### What the exercise asks
In the listing below, find the line containing "The component shall identify every instance of the crane leg". Write out that line and every line after it to the end, exactly and only those.
###
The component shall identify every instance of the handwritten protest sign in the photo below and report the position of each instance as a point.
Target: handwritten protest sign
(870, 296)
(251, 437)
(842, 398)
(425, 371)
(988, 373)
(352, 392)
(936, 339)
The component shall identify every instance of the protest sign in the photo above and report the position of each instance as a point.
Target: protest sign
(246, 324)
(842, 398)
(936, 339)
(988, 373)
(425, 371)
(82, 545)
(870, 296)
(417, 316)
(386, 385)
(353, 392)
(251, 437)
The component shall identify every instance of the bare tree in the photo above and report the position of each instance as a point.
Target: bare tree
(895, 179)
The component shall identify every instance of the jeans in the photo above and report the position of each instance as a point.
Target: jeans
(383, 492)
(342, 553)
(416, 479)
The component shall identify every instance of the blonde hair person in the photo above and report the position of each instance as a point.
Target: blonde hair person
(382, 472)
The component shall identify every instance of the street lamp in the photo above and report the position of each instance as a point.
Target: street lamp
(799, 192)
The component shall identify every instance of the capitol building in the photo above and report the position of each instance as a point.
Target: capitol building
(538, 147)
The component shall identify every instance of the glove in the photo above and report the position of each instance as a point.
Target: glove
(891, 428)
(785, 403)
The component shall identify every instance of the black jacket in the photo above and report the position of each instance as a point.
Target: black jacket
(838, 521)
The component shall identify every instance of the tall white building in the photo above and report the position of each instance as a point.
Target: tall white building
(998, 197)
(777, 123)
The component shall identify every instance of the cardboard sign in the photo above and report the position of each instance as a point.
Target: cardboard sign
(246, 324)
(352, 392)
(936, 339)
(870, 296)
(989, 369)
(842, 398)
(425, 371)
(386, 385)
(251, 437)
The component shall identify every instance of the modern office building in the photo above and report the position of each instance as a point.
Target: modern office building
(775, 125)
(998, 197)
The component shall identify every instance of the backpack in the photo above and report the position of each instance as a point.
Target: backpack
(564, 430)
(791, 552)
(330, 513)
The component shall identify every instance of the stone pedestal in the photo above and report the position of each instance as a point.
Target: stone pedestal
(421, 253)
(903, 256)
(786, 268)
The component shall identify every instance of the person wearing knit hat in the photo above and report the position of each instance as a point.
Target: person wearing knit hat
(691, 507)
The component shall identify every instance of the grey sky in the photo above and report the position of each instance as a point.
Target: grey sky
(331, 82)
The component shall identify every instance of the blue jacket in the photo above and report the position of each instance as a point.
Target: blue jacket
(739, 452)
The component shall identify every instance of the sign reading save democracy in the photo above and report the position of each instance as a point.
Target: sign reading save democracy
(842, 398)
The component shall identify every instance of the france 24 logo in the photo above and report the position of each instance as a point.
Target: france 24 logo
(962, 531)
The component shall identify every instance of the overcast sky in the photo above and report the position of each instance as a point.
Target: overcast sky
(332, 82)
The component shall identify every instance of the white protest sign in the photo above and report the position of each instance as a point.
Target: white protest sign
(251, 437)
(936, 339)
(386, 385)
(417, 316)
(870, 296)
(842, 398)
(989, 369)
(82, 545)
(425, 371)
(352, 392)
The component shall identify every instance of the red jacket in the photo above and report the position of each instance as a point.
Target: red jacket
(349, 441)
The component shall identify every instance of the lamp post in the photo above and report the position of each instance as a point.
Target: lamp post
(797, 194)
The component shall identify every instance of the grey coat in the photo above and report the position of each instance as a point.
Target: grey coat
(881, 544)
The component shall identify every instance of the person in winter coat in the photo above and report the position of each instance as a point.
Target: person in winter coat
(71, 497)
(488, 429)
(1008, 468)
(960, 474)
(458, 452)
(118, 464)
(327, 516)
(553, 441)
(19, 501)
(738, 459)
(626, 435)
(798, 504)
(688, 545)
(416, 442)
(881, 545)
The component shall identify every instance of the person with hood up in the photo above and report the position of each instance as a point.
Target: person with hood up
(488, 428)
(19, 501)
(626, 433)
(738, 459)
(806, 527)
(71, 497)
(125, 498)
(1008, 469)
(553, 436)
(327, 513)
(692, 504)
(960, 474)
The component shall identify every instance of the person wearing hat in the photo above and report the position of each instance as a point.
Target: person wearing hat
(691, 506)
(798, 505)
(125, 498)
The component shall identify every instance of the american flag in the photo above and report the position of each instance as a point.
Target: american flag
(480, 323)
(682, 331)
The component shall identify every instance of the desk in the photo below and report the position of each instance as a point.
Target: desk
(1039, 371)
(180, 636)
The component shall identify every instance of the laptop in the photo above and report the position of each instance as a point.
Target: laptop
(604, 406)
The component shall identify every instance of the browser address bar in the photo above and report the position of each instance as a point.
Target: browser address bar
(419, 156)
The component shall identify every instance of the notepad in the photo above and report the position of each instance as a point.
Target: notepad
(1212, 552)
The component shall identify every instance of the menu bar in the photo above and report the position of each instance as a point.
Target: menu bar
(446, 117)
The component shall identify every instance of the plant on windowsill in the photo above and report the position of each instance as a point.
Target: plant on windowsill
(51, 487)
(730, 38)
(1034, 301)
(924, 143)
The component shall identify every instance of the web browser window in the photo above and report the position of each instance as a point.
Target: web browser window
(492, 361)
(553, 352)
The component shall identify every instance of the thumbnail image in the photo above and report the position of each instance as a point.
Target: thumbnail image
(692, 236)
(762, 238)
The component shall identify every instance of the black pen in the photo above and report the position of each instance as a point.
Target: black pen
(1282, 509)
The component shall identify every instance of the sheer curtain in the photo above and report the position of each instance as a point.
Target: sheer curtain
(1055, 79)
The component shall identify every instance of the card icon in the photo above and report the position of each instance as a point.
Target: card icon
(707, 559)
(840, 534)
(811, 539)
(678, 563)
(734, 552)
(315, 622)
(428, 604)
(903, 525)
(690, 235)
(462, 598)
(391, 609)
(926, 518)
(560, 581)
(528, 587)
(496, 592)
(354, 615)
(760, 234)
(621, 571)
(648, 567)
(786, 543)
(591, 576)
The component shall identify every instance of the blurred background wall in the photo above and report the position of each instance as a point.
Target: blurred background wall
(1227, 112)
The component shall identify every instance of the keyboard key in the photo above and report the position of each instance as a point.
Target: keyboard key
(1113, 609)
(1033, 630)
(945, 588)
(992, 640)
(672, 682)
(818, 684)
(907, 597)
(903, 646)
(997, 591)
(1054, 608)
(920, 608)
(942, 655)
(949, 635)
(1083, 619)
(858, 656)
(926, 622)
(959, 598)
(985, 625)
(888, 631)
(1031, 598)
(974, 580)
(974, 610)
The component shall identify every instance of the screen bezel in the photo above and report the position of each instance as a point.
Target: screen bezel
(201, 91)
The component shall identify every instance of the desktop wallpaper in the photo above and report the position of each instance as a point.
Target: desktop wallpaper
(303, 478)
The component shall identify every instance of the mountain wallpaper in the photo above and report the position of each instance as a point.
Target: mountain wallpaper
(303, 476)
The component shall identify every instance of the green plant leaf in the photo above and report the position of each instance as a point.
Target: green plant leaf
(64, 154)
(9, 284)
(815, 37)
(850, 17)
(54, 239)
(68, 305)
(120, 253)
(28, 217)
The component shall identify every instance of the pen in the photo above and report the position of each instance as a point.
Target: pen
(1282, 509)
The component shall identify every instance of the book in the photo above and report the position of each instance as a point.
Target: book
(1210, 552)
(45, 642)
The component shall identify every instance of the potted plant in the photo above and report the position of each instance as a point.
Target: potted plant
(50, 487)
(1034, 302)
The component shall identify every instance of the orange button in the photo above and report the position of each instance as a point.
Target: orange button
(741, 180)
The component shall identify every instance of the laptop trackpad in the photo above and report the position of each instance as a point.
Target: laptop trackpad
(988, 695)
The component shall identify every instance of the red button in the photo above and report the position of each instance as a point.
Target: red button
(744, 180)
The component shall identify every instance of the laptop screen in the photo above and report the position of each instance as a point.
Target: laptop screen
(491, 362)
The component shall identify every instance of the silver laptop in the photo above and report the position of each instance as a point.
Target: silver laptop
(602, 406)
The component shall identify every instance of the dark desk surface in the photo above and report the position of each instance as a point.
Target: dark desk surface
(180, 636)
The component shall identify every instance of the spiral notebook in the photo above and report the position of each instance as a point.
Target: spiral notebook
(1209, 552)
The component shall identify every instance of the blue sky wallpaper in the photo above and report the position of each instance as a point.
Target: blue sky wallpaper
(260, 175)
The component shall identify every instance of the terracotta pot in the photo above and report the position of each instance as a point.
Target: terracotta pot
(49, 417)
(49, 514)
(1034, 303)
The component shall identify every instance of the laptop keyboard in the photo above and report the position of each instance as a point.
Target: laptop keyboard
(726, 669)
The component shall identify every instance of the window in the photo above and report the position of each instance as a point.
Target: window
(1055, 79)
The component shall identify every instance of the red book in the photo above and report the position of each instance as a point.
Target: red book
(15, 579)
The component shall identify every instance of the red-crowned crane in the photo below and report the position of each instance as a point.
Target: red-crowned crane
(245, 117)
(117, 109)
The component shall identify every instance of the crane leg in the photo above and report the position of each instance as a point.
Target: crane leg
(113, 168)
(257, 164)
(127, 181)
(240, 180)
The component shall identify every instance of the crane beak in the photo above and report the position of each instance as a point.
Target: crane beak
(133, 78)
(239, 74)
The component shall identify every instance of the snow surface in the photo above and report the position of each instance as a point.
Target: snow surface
###
### Response for this exercise
The component shall identify every instance of the crane leg in the photo above and report the position of each instance as a point.
Target: crane leg
(113, 168)
(257, 164)
(127, 181)
(240, 180)
The component shall identify every instance of the crane beak in the photo above and report the position of each instance as a point.
Target: crane beak
(133, 78)
(239, 74)
The component shall identify every instance of the snow surface in the photo above and report the position of each instance as a point.
Target: snow surface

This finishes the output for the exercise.